◆ **ABOUT THIS EXERCISE**:
Pick the lines holding the string "correct" out of the records and copy them.

** Opening SUPPLIED INFORMATION block **

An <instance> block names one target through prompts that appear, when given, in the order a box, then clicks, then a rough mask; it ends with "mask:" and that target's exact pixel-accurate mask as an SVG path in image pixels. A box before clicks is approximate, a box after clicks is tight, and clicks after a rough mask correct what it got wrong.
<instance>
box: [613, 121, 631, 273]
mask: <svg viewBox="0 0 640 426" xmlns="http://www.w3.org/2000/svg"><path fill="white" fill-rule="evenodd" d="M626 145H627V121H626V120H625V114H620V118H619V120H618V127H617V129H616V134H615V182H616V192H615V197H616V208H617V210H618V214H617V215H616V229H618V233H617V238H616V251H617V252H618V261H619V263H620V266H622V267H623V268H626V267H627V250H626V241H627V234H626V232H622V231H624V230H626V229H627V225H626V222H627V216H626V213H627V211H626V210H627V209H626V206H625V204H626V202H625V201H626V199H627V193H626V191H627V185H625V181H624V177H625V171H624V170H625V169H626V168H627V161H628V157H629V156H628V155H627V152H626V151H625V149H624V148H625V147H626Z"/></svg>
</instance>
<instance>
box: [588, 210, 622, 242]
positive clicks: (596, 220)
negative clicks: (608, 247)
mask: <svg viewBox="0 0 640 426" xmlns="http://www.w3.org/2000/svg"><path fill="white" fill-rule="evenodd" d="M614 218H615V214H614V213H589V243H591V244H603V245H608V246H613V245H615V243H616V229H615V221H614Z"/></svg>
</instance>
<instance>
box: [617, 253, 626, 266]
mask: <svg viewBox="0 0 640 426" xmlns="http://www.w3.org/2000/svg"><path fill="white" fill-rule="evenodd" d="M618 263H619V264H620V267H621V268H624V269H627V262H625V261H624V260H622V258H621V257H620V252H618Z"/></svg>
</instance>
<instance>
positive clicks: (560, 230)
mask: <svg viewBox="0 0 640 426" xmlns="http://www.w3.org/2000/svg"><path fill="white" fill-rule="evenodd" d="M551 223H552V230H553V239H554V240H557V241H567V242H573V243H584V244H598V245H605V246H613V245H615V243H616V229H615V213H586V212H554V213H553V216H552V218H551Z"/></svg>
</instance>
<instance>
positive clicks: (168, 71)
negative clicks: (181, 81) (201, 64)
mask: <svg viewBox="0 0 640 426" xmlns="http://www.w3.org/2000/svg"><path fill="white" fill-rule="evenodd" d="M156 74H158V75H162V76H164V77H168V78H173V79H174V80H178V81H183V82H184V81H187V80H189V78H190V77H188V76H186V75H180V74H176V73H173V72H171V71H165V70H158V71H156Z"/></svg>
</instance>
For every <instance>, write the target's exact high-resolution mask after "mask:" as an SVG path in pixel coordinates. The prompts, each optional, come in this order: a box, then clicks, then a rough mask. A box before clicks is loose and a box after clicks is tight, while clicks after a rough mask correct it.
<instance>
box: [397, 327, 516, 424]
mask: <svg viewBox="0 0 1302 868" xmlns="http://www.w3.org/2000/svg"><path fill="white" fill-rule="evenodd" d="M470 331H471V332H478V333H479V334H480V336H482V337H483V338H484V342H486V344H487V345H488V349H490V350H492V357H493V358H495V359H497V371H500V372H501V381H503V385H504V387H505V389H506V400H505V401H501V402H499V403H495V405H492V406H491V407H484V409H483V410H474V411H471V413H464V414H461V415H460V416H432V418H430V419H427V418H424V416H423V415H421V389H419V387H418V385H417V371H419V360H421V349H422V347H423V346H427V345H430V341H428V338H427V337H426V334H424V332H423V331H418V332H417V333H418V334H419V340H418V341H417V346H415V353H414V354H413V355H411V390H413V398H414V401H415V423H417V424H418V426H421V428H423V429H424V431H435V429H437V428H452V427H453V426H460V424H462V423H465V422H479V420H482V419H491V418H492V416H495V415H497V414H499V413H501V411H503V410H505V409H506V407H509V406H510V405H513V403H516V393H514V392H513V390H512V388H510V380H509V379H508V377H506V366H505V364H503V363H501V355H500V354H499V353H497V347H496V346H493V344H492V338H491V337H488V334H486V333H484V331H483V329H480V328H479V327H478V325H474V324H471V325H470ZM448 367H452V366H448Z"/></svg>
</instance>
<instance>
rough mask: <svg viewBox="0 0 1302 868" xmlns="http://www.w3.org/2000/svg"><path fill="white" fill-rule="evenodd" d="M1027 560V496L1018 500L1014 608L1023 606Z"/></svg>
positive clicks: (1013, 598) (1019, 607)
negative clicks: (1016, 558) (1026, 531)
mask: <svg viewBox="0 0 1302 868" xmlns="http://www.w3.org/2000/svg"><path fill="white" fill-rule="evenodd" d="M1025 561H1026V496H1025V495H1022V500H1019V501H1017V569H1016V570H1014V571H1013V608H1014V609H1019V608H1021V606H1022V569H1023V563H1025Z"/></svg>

** Closing SUPPLIED INFORMATION block **

◆ **ANSWER TO THE EXERCISE**:
An <instance> block names one target through prompts that appear, when given, in the order a box, then clicks, then a rough mask; it ends with "mask:" and that target's exact pixel-accurate mask as an SVG path in image pixels. A box before clicks is approximate, a box after clicks is tight, and clicks after a rough mask correct what it got wrong.
For every <instance>, write the target's exact high-resolution mask after "mask:" as an SVG path in pixel coordinates. The prompts, each optional, come in this order: a box, then clicks, then a rough mask. A box before clicks is loose and a box after clicks is tight, while clicks after a rough mask correct it.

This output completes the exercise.